Stated problem
Reproduce verbatim the final portion of the material below, from the line containing "For the evaluation set, locate the thick" through its last line, and nothing else.

Data for this exercise
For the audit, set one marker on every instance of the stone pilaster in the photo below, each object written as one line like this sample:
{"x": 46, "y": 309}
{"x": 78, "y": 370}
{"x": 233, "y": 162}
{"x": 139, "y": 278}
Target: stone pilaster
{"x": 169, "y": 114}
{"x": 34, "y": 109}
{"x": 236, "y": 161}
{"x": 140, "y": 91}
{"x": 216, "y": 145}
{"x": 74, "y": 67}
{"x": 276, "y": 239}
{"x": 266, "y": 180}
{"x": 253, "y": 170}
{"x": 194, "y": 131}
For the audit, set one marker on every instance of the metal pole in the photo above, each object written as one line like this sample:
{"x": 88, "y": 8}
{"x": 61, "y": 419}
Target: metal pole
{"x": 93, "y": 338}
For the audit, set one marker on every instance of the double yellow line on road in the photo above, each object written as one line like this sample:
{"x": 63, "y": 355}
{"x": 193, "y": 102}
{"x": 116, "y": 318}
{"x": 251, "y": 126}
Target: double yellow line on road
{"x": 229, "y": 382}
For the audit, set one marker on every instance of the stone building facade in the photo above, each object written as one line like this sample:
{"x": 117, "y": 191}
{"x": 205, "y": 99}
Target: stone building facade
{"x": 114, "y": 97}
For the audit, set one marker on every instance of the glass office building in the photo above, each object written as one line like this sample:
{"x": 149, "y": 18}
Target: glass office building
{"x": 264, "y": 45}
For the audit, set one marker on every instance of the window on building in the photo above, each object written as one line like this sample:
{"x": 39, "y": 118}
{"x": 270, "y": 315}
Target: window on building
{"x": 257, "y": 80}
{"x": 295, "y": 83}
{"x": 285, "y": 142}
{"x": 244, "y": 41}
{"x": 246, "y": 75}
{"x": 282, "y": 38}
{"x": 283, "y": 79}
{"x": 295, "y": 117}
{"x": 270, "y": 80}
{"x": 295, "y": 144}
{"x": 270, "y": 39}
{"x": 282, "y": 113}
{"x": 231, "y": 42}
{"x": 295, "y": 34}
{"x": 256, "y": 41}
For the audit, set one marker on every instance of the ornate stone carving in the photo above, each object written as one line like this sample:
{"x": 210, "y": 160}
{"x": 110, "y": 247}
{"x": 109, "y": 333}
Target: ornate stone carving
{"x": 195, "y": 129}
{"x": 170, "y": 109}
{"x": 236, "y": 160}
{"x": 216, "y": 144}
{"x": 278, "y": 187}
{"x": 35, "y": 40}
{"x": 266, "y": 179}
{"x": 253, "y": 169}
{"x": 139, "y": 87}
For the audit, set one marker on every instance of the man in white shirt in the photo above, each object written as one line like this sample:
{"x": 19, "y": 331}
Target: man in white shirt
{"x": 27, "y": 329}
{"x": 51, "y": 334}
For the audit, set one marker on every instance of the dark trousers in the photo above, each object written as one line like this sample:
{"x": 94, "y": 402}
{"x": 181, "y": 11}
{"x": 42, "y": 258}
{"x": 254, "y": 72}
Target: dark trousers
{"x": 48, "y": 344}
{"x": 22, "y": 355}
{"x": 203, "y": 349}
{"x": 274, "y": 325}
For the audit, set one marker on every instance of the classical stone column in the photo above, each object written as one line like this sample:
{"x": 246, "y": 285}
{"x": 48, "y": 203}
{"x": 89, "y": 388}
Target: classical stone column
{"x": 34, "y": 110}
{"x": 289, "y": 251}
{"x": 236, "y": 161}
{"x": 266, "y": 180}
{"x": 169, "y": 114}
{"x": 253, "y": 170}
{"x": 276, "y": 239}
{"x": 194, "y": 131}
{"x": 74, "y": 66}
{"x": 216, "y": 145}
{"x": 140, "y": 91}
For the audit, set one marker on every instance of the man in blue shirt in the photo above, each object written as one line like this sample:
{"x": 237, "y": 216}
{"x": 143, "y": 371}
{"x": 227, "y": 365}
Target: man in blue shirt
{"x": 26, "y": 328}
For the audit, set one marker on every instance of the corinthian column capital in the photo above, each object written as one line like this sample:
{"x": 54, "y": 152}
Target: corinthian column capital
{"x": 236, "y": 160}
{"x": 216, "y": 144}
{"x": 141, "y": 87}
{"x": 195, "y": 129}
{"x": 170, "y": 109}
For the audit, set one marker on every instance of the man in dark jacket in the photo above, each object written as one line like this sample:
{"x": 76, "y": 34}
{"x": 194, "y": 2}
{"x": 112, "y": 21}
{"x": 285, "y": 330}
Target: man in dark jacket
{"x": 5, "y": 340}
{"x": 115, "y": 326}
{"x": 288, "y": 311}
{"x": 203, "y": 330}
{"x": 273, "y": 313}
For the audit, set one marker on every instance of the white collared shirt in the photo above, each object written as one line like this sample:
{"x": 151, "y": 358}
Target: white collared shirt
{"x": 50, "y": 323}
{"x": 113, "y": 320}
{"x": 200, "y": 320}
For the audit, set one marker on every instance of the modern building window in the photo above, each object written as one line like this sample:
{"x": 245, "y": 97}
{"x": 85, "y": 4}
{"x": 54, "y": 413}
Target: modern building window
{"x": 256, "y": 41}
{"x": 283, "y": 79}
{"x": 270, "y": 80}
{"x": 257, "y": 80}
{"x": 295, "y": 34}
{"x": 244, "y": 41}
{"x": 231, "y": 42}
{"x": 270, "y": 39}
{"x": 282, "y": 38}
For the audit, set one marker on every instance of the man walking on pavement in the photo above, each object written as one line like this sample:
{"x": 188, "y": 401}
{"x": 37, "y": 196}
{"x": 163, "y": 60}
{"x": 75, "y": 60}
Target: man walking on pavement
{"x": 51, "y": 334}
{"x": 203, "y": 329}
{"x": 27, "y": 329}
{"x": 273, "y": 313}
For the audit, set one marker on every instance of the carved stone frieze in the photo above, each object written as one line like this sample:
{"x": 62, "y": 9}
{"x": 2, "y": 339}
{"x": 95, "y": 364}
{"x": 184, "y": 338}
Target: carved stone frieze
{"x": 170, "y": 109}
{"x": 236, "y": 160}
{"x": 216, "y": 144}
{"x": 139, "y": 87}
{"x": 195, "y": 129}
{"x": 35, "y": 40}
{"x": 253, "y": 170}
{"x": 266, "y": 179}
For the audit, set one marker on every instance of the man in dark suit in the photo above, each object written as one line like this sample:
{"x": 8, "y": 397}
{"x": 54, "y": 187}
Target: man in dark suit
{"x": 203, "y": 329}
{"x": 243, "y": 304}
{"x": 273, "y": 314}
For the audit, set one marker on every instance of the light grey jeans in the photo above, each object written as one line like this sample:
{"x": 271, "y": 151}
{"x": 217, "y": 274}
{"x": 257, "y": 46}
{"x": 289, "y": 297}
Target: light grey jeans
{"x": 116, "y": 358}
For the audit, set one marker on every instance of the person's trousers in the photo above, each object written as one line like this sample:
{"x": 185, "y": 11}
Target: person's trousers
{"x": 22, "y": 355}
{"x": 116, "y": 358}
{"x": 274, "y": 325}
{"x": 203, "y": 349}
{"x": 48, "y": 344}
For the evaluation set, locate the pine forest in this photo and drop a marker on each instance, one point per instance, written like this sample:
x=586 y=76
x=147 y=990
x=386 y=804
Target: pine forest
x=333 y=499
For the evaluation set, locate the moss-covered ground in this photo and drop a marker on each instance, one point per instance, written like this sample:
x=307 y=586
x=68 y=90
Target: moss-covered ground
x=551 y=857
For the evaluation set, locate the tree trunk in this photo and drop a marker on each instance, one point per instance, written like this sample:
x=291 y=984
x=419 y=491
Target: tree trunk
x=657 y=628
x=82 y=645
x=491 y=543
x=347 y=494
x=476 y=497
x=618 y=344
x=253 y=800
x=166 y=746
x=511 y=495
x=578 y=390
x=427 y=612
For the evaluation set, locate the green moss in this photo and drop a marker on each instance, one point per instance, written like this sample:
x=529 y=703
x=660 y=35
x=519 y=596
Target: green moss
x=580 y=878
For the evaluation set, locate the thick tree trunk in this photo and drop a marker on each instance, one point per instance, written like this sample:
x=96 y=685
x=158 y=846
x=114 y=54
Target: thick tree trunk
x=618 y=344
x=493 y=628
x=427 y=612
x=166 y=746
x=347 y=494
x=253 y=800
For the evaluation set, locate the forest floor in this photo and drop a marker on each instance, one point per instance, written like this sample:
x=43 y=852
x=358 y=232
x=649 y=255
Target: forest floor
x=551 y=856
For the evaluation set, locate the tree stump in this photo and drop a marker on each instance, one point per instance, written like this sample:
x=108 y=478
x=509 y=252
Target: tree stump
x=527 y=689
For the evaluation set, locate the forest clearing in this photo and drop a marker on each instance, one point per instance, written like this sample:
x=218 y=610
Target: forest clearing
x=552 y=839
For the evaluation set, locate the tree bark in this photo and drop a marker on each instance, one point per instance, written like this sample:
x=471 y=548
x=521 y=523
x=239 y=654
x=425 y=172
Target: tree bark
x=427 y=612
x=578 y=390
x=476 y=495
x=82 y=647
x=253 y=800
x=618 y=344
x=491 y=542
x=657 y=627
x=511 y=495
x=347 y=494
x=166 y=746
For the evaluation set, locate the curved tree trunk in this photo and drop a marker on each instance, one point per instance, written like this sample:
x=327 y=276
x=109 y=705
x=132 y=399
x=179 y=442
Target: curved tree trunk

Task solution
For the evaluation set, locate the thick tree trunk in this photo and drop a marker on each instance, one point per instance, written like this sample:
x=96 y=685
x=158 y=846
x=114 y=54
Target: thick tree trunk
x=618 y=344
x=493 y=628
x=427 y=612
x=166 y=746
x=347 y=494
x=253 y=800
For the evaluation set, locate the forest floor in this photo and drop a marker on each instance, one point per instance, written like this sample:
x=43 y=852
x=358 y=232
x=649 y=255
Target: forest floor
x=551 y=856
For the evaluation set, locate the tree stump in this photo and drop a marker on each instance, one point per instance, written like this sample:
x=108 y=478
x=509 y=252
Target: tree stump
x=527 y=689
For the evaluation set, locate the forest clearing in this photo and drop a marker on each instance, one point per instance, written like this sample:
x=218 y=610
Target: forest clearing
x=552 y=839
For the evaluation set, locate the tree bark in this photo and drop a marker on each instance, one point per instance, written like this sample:
x=471 y=548
x=521 y=523
x=239 y=654
x=425 y=172
Target: tree bark
x=427 y=612
x=578 y=390
x=476 y=495
x=82 y=647
x=253 y=800
x=618 y=344
x=491 y=542
x=657 y=627
x=511 y=495
x=347 y=494
x=166 y=746
For the evaluation set, locate the curved tree trunk in this photo and drop a marker on each instance, one point per instance, written like this sample:
x=327 y=276
x=109 y=705
x=132 y=399
x=179 y=442
Target: curved tree trunk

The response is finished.